O alto grau de inclusão eleitoral observado no Brasil imperial é compreensível se considerarmos que as instituições do regime monárquico que se seguiu à emancipação política do país (1822) foram modeladas tendo como referência as experiências políticas mais avançadas da Europa Ocidental. De fato, essa circunstância implicou a adoção do sistema representativoe de uma monarquia dotada de elementos constitucionais, tais como divisão de poderes, partidos políticos e eleições.

Vale lembrar ainda que análises baseadas em Listas de Qualificação de Votantes têm revelado surpreendentes resultados no que diz respeito aos índices de participação eleitoral em diversas regiões do país, como Curitiba (Cardoso, 1974), Campinas (Magalhães, 1992), São Paulo (Klein, 1995) e Município da Corte (Linhares, 1979), e permitido, simultaneamente, desenhar um perfil mais realista do eleitorado brasileiro no terceiro quarto do século XIX.

O presente trabalho tem por objetivo retomar a questão da participação eleitoral e do perfil dos votantes (idade, instrução, renda e ocupação profissional), tendo como referência as listas de qualificação de votantes6 de Campos dos Goytacazes (RJ). Com base no caso deste município, discute ainda a freqüência de eleições no período focalizado (1870-1889). Embora induzido pela disponibilidade de dados primários (as listas de qualificação franqueadas), o corte temporal utilizado atravessa três momentos particulares da vida eleitoral brasileira. No primeiro deles (1870-1875), está em vigor a Segunda Lei do Círculo; o segundo (1875-1881) corresponde a uma conjuntura na qual a Lei do Terço organiza o processo eleitoral brasileiro; o terceiro (1881-1889) equivale a um período sob regulação da Lei Saraiva.

AÇÕES A REALIZAR
A. Segundo o trecho sobre a participação eleitoral no Brasil imperial, qual lei organizava o processo eleitoral entre 1875 e 1881?
B. Reescreva os registros começando na linha que contém "porridge, it would be much appreciated." e terminando no fim dos registros, com as solicitações incluídas. Some 98 a cada número nas respostas, sejam coordenadas ou dimensões do viewBox.

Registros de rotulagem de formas
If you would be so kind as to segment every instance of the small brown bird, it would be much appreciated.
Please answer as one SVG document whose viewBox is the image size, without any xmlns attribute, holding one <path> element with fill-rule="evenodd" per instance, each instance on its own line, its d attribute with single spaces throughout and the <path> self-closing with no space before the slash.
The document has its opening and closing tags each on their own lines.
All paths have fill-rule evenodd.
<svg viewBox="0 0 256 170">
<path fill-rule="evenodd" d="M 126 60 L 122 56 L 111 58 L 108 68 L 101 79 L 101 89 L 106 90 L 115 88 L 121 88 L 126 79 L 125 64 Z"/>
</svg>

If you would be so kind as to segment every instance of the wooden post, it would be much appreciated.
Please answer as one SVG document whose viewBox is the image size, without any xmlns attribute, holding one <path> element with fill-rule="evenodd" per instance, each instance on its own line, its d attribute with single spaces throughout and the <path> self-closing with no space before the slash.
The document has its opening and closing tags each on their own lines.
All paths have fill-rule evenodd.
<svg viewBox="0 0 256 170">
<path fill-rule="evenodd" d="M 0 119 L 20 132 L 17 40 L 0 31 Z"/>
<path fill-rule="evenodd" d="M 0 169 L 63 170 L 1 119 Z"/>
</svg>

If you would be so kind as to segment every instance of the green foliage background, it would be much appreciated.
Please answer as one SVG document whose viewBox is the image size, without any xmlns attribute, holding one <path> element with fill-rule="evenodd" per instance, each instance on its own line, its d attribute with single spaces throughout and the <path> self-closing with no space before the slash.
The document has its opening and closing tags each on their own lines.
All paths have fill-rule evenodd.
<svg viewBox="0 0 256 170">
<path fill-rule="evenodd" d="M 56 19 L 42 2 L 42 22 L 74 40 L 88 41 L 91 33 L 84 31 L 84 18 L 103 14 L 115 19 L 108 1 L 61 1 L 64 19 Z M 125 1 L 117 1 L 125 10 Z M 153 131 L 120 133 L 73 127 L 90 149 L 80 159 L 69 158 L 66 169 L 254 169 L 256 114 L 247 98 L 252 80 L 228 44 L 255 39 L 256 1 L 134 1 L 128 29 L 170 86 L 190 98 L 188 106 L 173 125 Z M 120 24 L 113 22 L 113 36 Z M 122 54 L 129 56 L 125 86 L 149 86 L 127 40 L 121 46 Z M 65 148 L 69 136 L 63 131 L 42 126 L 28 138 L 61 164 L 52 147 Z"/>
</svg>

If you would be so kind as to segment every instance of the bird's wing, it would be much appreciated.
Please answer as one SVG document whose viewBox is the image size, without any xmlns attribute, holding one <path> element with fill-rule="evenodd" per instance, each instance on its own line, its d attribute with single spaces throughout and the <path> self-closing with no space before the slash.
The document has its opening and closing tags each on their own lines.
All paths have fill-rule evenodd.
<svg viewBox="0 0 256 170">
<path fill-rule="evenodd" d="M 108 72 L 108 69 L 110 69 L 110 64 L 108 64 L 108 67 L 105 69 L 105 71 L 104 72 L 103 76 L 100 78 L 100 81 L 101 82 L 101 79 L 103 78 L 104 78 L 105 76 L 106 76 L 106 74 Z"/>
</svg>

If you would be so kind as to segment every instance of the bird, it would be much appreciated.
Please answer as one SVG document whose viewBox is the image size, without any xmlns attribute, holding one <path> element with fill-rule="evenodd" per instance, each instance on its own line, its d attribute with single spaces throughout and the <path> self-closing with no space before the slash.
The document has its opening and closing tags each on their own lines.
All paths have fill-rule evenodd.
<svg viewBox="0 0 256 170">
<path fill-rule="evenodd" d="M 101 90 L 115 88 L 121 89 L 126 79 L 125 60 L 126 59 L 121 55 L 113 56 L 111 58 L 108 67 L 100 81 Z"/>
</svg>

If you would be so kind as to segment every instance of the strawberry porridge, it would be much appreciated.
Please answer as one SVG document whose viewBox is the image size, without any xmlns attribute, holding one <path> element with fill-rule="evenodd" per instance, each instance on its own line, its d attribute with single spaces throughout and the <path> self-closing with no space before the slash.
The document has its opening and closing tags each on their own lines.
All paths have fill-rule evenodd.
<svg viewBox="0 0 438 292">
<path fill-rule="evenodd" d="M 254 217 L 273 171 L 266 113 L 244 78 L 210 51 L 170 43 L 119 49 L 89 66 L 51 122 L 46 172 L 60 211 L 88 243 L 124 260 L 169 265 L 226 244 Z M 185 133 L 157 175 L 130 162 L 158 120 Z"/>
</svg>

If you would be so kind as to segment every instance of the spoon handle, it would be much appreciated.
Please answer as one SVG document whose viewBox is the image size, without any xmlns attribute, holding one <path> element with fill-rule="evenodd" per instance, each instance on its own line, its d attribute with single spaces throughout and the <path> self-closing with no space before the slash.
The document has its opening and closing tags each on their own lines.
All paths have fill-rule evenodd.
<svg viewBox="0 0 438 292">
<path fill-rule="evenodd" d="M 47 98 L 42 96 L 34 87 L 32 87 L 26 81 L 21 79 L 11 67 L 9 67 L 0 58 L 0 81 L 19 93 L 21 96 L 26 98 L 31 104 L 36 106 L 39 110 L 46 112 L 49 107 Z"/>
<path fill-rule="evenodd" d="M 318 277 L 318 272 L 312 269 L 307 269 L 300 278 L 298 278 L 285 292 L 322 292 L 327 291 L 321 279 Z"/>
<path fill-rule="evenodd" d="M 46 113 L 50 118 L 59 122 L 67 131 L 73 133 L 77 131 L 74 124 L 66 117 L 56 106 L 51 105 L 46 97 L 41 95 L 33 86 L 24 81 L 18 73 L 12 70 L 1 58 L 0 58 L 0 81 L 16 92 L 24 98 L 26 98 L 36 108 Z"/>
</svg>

RESPOSTAS DOS EXERCÍCIOS
A. A Lei do Terço.

B.
If you would be so kind as to segment every instance of the strawberry porridge, it would be much appreciated.
Please answer as one SVG document whose viewBox is the image size, without any xmlns attribute, holding one <path> element with fill-rule="evenodd" per instance, each instance on its own line, its d attribute with single spaces throughout and the <path> self-closing with no space before the slash.
The document has its opening and closing tags each on their own lines.
All paths have fill-rule evenodd.
<svg viewBox="98 98 536 390">
<path fill-rule="evenodd" d="M 352 315 L 371 269 L 364 211 L 342 176 L 308 149 L 268 141 L 217 147 L 187 164 L 149 220 L 144 270 L 158 309 L 186 341 L 222 358 L 267 363 L 324 342 Z M 283 231 L 255 273 L 228 260 L 256 218 Z"/>
</svg>

If you would be so kind as to segment every instance of the spoon handle, it would be much appreciated.
Please answer as one SVG document whose viewBox is the image size, without any xmlns attribute, holding one <path> element with fill-rule="evenodd" per instance, each instance on its own line, its d attribute with single spaces throughout and the <path> self-closing with no space before the slash.
The document has its opening and closing tags each on their own lines.
All paths have fill-rule evenodd.
<svg viewBox="98 98 536 390">
<path fill-rule="evenodd" d="M 145 196 L 140 194 L 132 185 L 130 185 L 124 179 L 119 177 L 109 165 L 107 165 L 98 156 L 98 179 L 117 191 L 119 194 L 124 196 L 129 202 L 134 204 L 137 208 L 144 210 L 147 205 Z"/>
<path fill-rule="evenodd" d="M 416 375 L 416 370 L 410 367 L 405 367 L 398 376 L 396 376 L 383 390 L 420 390 L 425 389 L 419 377 Z"/>
<path fill-rule="evenodd" d="M 144 211 L 148 216 L 157 220 L 165 229 L 171 231 L 175 229 L 172 222 L 164 215 L 154 204 L 149 203 L 144 195 L 139 193 L 131 184 L 122 179 L 116 171 L 110 168 L 99 156 L 98 156 L 98 179 L 114 190 L 122 196 L 124 196 L 134 206 Z"/>
</svg>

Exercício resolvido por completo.